**任务 1**
下面三句话和摘录原文说的一致吗？每句先答"是"或"否"，再原样引出原文里起决定作用的字句。(a) WORLD 声码器是日本名古屋工业大学开发的。(b) WorldPara 的帧周期默认是 10 毫秒。(c) lessAudioModel 用 std::vector 代替了原始指针。
**任务 2**
照摘录原文的说法，f0 数组里的值是 0 时表示什么？

**摘录原文**
文档编号 // 5E3AEB 在线

lessampler: AudioModel 模块 - WORLD 声码器的 C++ 封装

2026-04-20

更新: 2026-05-30

11503 字符

#UTAU #LESSAMPLER

AudioModel 模块是 lessampler 的核心音频处理模块，负责对原始音频进行分析和合成。该模块封装了著名的 WORLD 声码器库，提供了高质量的歌声分析和重建能力。

WORLD 是由日本名古屋工业大学开发的声码器，能够将语音信号分解为三个基本成分：

F0（基频）：音高轮廓曲线
频谱包络：音色特征，包含共振峰信息
非周期性：噪声成分，描述声音的清浊音特性

这种分解方式使得我们可以独立修改音高、音色和噪声特性，这是歌声合成器的基础能力。

模块结构

AudioModel/
├── AudioModel.h/cpp       # 门面类，协调分析与数据转换
├── lessAudioModel.h       # STL 安全的数据结构定义
├── WorldModule/
│   ├── WorldModule.h/cpp  # WORLD 分析封装
│   └── WorldPara.h        # 分析参数数据结构
└── Synthesis/
    └── Synthesis.h/cpp    # WORLD 合成封装

数据结构详解

WorldPara 结构体

WorldPara.h 定义了 WORLD 分析的原始输出结构，使用 C 风格指针：

typedef struct WorldPara_ {
    double frame_period = 5.0;   // 帧周期（毫秒）
    int fs = 0;                  // 采样率

    double *f0 = nullptr;        // F0 数组（每帧的基频）
    double *time_axis = nullptr; // 时间轴（每帧对应的时间点）
    int f0_length = 0;           // 帧数

    double **spectrogram = nullptr;     // 频谱包络（二维数组）
    double **aperiodicity = nullptr;     // periodicity（二维数组）
    int fft_size = 0;                   // FFT 大小
} WorldPara;

关键字段解析：

字段	含义	用途
`frame_period`	分析帧间隔	决定时间分辨率，默认 5ms
`f0`	基频数组	存储每帧的基频值（Hz），0 表示静音
`spectrogram`	频谱包络	每帧的频谱幅度，维度为 `[f0_length][fft_size/2+1]`
`aperiodicity`	非周期性	每帧的噪声比例，值范围 0~1

lessAudioModel 结构体

lessAudioModel.h 提供了 STL 容器安全版本，便于 C++ 代码使用：

typedef struct lessAudioModel_ {
    double frame_period = 0.0;
    int fs = 0;
    int w_length = 0;        // fft_size / 2 + 1
    int fft_size = 0;

    std::vector<double> x;                           // 原始音频
    std::vector<double> f0;                          // F0 轮廓
    std::vector<double> time_axis;                   // 时间轴
    std::vector<std::vector<double>> spectrogram;    // 频谱包络
    std::vector<std::vector<double>> aperiodicity;   // 非周期性
} lessAudioModel;

设计考虑：

使用 std::vector 替代原始指针，避免手动内存管理
自动支持 RAII（资源获取即初始化）
与 STL 算法无缝集成

WorldModule 类详解

WorldModule 是音频分析的核心类，将原始 PCM 数据转换为 WORLD 参数。

**条目**
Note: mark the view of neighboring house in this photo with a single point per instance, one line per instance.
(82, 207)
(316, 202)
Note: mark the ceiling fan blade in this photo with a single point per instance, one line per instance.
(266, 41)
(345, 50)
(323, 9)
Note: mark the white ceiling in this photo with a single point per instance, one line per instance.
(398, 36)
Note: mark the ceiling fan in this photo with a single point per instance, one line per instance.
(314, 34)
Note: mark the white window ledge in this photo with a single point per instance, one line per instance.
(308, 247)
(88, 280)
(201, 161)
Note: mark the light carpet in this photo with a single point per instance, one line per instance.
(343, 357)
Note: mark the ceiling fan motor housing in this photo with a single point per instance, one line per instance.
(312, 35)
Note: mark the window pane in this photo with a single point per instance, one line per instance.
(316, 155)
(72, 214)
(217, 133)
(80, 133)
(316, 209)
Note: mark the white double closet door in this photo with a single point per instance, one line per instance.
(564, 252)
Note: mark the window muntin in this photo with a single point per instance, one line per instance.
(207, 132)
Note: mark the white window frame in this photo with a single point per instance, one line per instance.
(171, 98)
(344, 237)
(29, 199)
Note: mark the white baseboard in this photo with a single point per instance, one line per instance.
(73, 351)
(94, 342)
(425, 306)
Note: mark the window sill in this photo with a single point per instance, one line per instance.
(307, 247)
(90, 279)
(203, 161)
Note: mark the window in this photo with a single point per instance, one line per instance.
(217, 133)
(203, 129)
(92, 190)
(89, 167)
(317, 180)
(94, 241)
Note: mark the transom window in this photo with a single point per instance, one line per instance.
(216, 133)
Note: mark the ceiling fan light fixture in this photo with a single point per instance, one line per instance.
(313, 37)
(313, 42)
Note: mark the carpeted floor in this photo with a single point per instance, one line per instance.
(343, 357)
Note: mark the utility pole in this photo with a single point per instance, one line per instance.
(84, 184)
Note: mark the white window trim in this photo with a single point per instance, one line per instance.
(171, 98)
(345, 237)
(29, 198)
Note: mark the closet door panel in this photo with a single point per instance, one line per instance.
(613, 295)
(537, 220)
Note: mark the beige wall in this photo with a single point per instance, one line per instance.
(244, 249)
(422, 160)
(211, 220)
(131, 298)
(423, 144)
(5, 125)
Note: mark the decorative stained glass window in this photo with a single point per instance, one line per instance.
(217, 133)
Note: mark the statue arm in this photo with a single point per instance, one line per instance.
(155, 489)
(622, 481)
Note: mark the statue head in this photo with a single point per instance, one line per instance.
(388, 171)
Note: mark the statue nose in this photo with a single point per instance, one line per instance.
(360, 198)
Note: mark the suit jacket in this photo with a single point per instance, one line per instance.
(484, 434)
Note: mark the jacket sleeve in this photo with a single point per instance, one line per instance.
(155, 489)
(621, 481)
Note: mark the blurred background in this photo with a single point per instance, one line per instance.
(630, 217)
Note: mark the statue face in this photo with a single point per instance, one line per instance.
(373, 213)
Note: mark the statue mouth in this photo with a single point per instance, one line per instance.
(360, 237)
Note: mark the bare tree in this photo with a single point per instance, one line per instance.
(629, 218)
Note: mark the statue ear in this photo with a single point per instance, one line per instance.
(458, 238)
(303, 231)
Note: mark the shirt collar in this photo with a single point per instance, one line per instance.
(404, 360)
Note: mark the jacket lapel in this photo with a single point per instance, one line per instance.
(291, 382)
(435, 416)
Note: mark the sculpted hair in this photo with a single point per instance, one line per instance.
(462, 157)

**回答 1**
(a) 是。"WORLD 是由日本名古屋工业大学开发的声码器"
(b) 否。"决定时间分辨率，默认 5ms"
(c) 是。"使用 std::vector 替代原始指针，避免手动内存管理"

**回答 2**
表示静音。